--- Start Extracted information ---

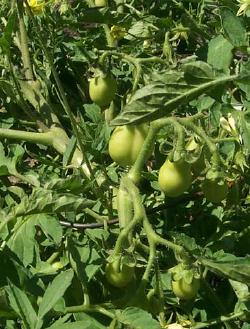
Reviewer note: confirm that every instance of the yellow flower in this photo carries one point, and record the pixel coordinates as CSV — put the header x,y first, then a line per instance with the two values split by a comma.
x,y
244,7
37,6
117,32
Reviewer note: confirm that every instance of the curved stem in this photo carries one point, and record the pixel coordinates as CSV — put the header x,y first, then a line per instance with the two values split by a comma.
x,y
39,138
24,44
89,309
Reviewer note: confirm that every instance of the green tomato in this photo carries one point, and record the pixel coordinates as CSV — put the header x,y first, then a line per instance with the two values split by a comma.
x,y
126,142
175,177
119,279
101,3
57,265
214,192
184,290
102,90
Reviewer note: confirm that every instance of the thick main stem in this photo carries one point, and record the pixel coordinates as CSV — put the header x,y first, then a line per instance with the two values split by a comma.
x,y
24,44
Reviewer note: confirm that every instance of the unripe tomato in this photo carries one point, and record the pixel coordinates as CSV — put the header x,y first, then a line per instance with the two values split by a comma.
x,y
184,290
57,265
119,279
175,177
102,90
126,142
101,3
214,192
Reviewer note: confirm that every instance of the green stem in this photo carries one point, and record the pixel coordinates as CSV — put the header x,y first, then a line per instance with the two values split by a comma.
x,y
144,154
110,41
89,172
139,213
89,309
216,301
221,319
97,217
151,259
24,43
38,138
216,161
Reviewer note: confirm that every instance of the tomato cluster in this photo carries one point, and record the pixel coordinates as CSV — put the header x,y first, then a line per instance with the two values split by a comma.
x,y
102,89
185,290
126,142
175,177
119,278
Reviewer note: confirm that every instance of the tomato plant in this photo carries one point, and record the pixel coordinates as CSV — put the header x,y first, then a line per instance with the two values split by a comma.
x,y
174,177
120,277
124,135
102,89
184,290
214,191
126,142
101,3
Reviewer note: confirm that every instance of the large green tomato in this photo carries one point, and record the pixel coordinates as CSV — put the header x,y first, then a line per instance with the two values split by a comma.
x,y
101,3
214,192
185,290
175,177
102,90
119,279
126,142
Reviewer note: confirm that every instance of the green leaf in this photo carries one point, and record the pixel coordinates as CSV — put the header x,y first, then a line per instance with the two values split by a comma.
x,y
158,99
8,163
220,45
198,72
44,201
89,324
138,319
233,28
54,292
22,306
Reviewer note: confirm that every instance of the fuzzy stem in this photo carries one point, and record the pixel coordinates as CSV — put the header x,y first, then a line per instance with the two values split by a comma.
x,y
24,43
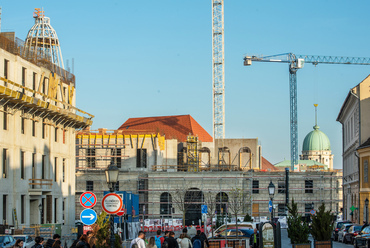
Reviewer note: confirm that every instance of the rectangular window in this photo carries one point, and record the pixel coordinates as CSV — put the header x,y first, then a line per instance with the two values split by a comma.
x,y
256,185
308,186
5,204
23,206
366,171
89,185
5,163
22,165
281,187
55,169
33,128
64,169
24,76
43,164
141,158
5,119
90,157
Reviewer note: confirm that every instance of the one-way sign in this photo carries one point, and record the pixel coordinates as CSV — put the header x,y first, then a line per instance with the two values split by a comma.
x,y
88,217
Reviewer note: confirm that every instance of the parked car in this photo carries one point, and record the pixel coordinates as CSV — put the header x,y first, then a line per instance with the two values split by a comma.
x,y
353,231
28,241
6,241
336,227
343,230
363,239
231,233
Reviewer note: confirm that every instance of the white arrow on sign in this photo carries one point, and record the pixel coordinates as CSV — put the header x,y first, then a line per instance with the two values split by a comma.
x,y
91,216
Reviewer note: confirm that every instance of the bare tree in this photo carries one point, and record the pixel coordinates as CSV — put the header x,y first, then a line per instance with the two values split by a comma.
x,y
236,204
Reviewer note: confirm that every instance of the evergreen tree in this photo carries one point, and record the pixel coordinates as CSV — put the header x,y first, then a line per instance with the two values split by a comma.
x,y
298,230
322,224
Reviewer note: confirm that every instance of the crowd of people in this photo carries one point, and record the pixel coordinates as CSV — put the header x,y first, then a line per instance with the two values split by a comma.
x,y
168,240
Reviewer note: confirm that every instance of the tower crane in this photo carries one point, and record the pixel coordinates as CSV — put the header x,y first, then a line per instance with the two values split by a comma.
x,y
296,62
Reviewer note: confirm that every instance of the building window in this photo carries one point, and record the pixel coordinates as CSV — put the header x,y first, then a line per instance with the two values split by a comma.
x,y
43,165
22,165
281,187
90,157
5,119
5,163
55,169
141,158
256,185
308,186
89,185
23,206
64,169
5,204
366,171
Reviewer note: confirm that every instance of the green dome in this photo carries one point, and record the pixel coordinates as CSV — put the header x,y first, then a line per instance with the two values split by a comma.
x,y
316,141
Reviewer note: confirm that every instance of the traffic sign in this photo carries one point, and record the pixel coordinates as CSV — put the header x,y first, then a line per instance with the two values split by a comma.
x,y
270,206
88,199
88,216
112,203
122,212
204,209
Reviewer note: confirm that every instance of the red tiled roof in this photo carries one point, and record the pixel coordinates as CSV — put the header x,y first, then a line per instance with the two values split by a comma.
x,y
173,127
267,165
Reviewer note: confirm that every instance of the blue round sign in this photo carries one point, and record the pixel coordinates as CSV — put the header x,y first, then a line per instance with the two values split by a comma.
x,y
88,216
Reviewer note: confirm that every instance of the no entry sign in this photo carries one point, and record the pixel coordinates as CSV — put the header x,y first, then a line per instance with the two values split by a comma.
x,y
88,199
112,203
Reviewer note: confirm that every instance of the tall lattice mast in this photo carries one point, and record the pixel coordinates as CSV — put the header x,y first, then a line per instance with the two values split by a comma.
x,y
218,67
42,41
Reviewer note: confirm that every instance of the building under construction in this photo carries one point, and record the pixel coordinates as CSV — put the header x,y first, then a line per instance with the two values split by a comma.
x,y
175,167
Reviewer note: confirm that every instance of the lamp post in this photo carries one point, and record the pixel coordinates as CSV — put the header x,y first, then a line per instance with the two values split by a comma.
x,y
40,209
111,174
271,189
367,210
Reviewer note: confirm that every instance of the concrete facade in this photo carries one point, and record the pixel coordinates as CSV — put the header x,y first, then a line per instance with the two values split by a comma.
x,y
37,129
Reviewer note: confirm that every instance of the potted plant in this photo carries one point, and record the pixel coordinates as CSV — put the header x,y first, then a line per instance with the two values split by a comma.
x,y
322,226
298,230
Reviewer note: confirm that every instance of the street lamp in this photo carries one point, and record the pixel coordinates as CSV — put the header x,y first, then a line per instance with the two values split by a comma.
x,y
367,210
111,174
271,189
40,209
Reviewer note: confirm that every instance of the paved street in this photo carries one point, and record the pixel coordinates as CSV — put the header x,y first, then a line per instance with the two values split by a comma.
x,y
286,241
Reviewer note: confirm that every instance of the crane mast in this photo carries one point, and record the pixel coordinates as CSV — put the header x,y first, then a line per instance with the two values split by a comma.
x,y
218,67
296,62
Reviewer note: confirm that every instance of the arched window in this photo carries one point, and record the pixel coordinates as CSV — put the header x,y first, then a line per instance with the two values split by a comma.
x,y
221,200
166,204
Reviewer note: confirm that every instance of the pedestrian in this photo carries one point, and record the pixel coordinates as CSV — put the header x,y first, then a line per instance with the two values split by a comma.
x,y
152,243
197,240
184,241
83,243
254,240
172,243
57,244
18,244
139,241
38,242
50,242
158,239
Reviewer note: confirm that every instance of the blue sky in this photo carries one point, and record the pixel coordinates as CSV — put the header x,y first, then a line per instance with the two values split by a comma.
x,y
153,58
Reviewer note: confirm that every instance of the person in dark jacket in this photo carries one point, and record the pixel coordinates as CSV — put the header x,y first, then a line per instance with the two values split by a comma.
x,y
83,243
38,242
172,243
50,242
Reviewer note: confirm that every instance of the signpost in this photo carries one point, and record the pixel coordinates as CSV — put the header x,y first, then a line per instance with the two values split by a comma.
x,y
88,199
112,203
88,216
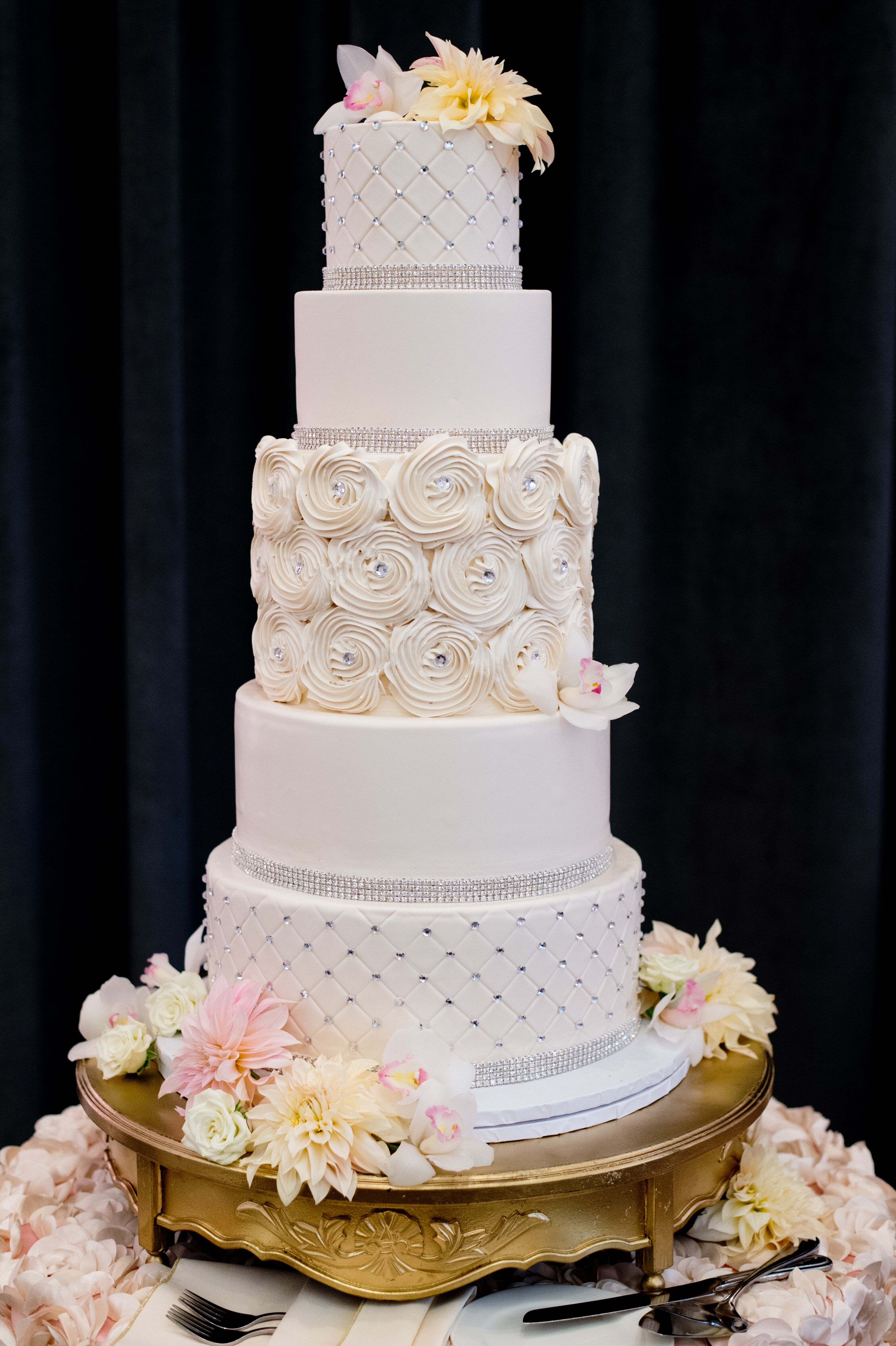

--- End Extracted information ---

Instruction:
Rewrite the whole listing above, swapping every "Reviewer note" for "Annotator note" and leaving everything else unchanged. Omit the pictures.

Correct response:
Annotator note: confirm that every instance of the yellow flower in this photo carries one point, and record the pixel coordinates as CSV — put the header x,y first, then a line per instance with the two values split by a comma.
x,y
244,7
37,6
117,32
Annotator note: confirm that every instance of the curved stem in this photo carries one point, and record the pixel coordinates as CSV — put the header x,y first, then a line per instance with the two values split by a comma.
x,y
39,138
24,44
89,309
Annotator note: confirm that every instance of the green tomato in this photo carries one point, and record the pixel coordinates as CSV — put the header x,y first, then a line per instance with the two values split by a comma.
x,y
126,142
175,177
119,279
101,3
57,265
214,192
184,290
102,90
Annotator note: confirm that every instance of the thick main stem in this photo carries one point, and record the pixel coordinates as CSV — put the header x,y first, then a line per instance with the two values split by a comma.
x,y
24,44
Annotator note: confirm that every instance of the unripe tomato in this photo carries one point, and record the pixel coordinates as CSV — put the header x,y first, then a line per instance with the two values split by a comma.
x,y
184,290
57,265
119,279
175,177
102,90
126,142
101,3
214,192
Annotator note: confirm that every instance of the green stem in this photo carries one point, and record the pixel coordinates as CSV — put the header x,y first, then a line per instance with the two values split by a comma.
x,y
144,154
110,41
89,172
139,213
89,309
216,301
221,319
97,217
151,259
24,43
38,138
216,161
Annotator note: confirm that every instance of the tomato cluster in this photo carries one point, and record the pixel coordinates as CSV — put the header x,y first, then a line per instance with the two values split by a comma.
x,y
102,89
185,290
126,142
175,177
119,278
Annotator note: confirm that every instance of the tomato plant in this photo carries one point, and record the pixel coordinates as CSV — put the header x,y first, then a line per instance with the two values split by a comma.
x,y
174,177
120,277
124,135
102,89
184,290
214,191
126,142
101,3
Annotator note: confirm that every instance of the large green tomato in this photo carries one point, and record the pixel coordinates as CSV — put the header x,y first, then a line per instance with the two values split by a comma.
x,y
101,3
214,192
185,290
175,177
102,90
119,279
126,142
Annotator note: confirm that every instance of the green leaf in this photo carries one point, and record the pixel coordinates as CSV — put the header x,y first, then a line per instance with the two values split by a comma.
x,y
158,99
8,163
220,45
198,72
44,201
89,324
138,319
233,28
54,292
22,306
Annotator note: confirm that every instance of the fuzzy stem in this photo carries one point, and record the pixel coordinates as CSV — put the header x,y first, then a line per instance with the two values split by a comma.
x,y
24,43
Annotator note: confirm that every instance of the rectangular window in this photo carries one point, and record the pixel coordinates as CSV — put the header x,y first, then a line per instance with the two values split by a comma.
x,y
256,185
308,186
5,204
23,206
366,171
89,185
5,163
22,165
281,187
55,169
33,128
64,169
24,76
43,164
141,158
5,119
90,157
Annotator note: confirm that every instance of the one-way sign in this photo carries one point, and record the pixel coordinates as CSV — put the header x,y first, then a line per instance with the two values split by a comma.
x,y
88,217
Annotator note: confirm that every instance of the parked car in this photo carries one point, and record the pixel coordinates as CSV — put the header x,y first, then a line per instance with the two values split by a comma.
x,y
353,231
28,241
6,241
336,227
343,230
363,239
231,233
Annotator note: confirm that every instance of the white arrow on sign in this photo carries one point, and record the pixel coordinates as CSV — put the header x,y first, then a line per instance with the two values split by a comma.
x,y
91,216
Annotator note: confirm that every instance of the bare tree in this photo carries one point, and record the pixel coordinates as CSV — put the header x,y first, then a line per instance with the two values split by a comma.
x,y
236,204
Annotator note: confirm that every instance of the evergreen tree in this photo carries one point, and record the pixel coordinates as CSV — put the header x,y first, then a line per instance with the two values split by a comma.
x,y
298,230
322,224
Annotator note: confirm that every instance of the crowd of people in this photo carries one point, and record the pixel coordinates as CSV — put the header x,y first, then a line per instance with the two values split by a comma.
x,y
168,240
Annotator note: confirm that every instance of the tower crane in this photo carries one point, and record the pixel coordinates as CSV — put the header x,y first, then a line per instance with the two values split by a comma.
x,y
296,62
Annotator note: confirm that every instance of the building window in this photo carries one point, and record the pixel coordinates as CSV — put the header x,y first, then a line per instance with the two values split by a comma.
x,y
43,165
22,165
281,187
90,157
5,119
5,163
55,169
141,158
256,185
308,186
89,185
23,206
64,169
5,204
366,171
Annotator note: confirm that every instance of the green dome in this photo carries one point, and record the pixel coordinates as CSV — put the header x,y first, then a line per instance with the two values split by a comma.
x,y
316,141
Annotator note: confirm that every instance of the traffic sign in this photo carries one point, and record the pixel coordinates as CSV — put the header x,y first, then a line per instance with the two values split by a comma.
x,y
270,206
88,199
88,216
112,203
122,212
204,209
Annotator note: confirm that every instance of the red tiled roof in this photo carries one point, and record the pixel coordinates as CSV — put the header x,y first, then a line per instance with the two values split by a comma.
x,y
173,127
267,165
Annotator note: confirm that every instance of the blue round sign in this photo carries one point, and record the pixel coordinates as CSV — put the header x,y first, then a line per instance with the two values split by a comma.
x,y
88,216
Annotator note: confirm that every instance of the no entry sign in this photo carries one point, and record the pixel coordinates as CSV — put the header x,y first, then a line per instance with the two values split by a comma.
x,y
88,199
112,203
Annotator note: confirm that every instance of the tall lattice mast in this photo carries one point, and record the pixel coordinates as CSV — put the header x,y first, then a line per instance with the two values split by a comma.
x,y
218,67
42,41
Annotator note: confirm that every instance of the building under construction in this photo carries one point, and record the pixel coordinates as CSV — put the header x,y first, then a line per instance with the two values split by a comma.
x,y
175,167
Annotator note: confirm that every instance of the lamp post in this photo carries one point, and record the pixel coordinates as CSV — put the header x,y first, then a line per instance with the two values split by a comma.
x,y
40,209
111,174
271,189
367,210
Annotator note: confirm that every instance of the concrete facade in this photo carries one point, and record the pixel coordinates as CSV — put the header x,y first, then a line per instance with the two values split by a comma.
x,y
37,129
Annotator note: confirm that every instance of the potted plant in this photo carries one point, and record the pixel coordinates as CSV — put the header x,y first, then a line per instance with the two values split by a comma.
x,y
322,226
298,230
Annotator note: confirm that every instance of the street lamp in this photo carries one point, and record the pixel coordinates as CSV — put the header x,y first, then a line per instance with the two values split by a comma.
x,y
367,210
111,174
271,189
40,209
Annotator note: confirm that every instance of the paved street in this photo carries one point, and record the pixel coordinates as CSV — put the header x,y first, then a line per instance with the two values split by a comma.
x,y
286,241
Annotator note: confirm that every instance of the crane mast in this photo carries one point, and record the pixel coordinates as CSV — put the header x,y first, then a line per instance with the two values split by a comma.
x,y
218,67
296,62
Annotator note: confirm that every instance of the arched window in this photo carries one point, and record the pixel coordinates as CSV — put the header x,y first, then a line per instance with the two values split by a comma.
x,y
221,200
166,204
Annotator note: confirm that every instance of the pedestrian in this photo carries one point, and record the pixel coordinates as CSV — put the header x,y first, then a line per instance with the two values split by a comma.
x,y
152,243
197,240
184,241
83,243
254,240
172,243
57,244
18,244
139,241
38,242
50,242
158,239
Annotator note: confirm that every instance of the blue sky in this photo carries one point, and record the pixel coordinates as CSV — put the header x,y first, then a line per instance with the two values split by a comma.
x,y
153,58
Annotator note: confirm that every instance of the person in dark jacket in this photo carries one point, and record the pixel coordinates as CSV — put the header x,y first, then a line per instance with the two values split by a comma.
x,y
83,243
38,242
172,243
50,242
Annotator note: confirm that every instance of the signpost in this photo carries one point, and record the pixel coordinates as CSV — put the header x,y first, then a line per instance with the two values split by a comma.
x,y
88,199
112,203
88,216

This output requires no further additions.